Print out every entry, keeping each line identical to the original.

Collection entries
+++

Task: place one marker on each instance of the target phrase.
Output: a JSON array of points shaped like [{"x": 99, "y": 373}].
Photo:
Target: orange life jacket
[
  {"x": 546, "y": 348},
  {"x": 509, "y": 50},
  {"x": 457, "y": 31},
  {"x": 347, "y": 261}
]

+++

SOLUTION FOR THIS PROBLEM:
Task: place one marker on each instance of the target phrase.
Output: a JSON array of points shaped like [{"x": 99, "y": 373}].
Photo:
Target: orange life jacket
[
  {"x": 546, "y": 348},
  {"x": 509, "y": 50},
  {"x": 457, "y": 31},
  {"x": 347, "y": 261}
]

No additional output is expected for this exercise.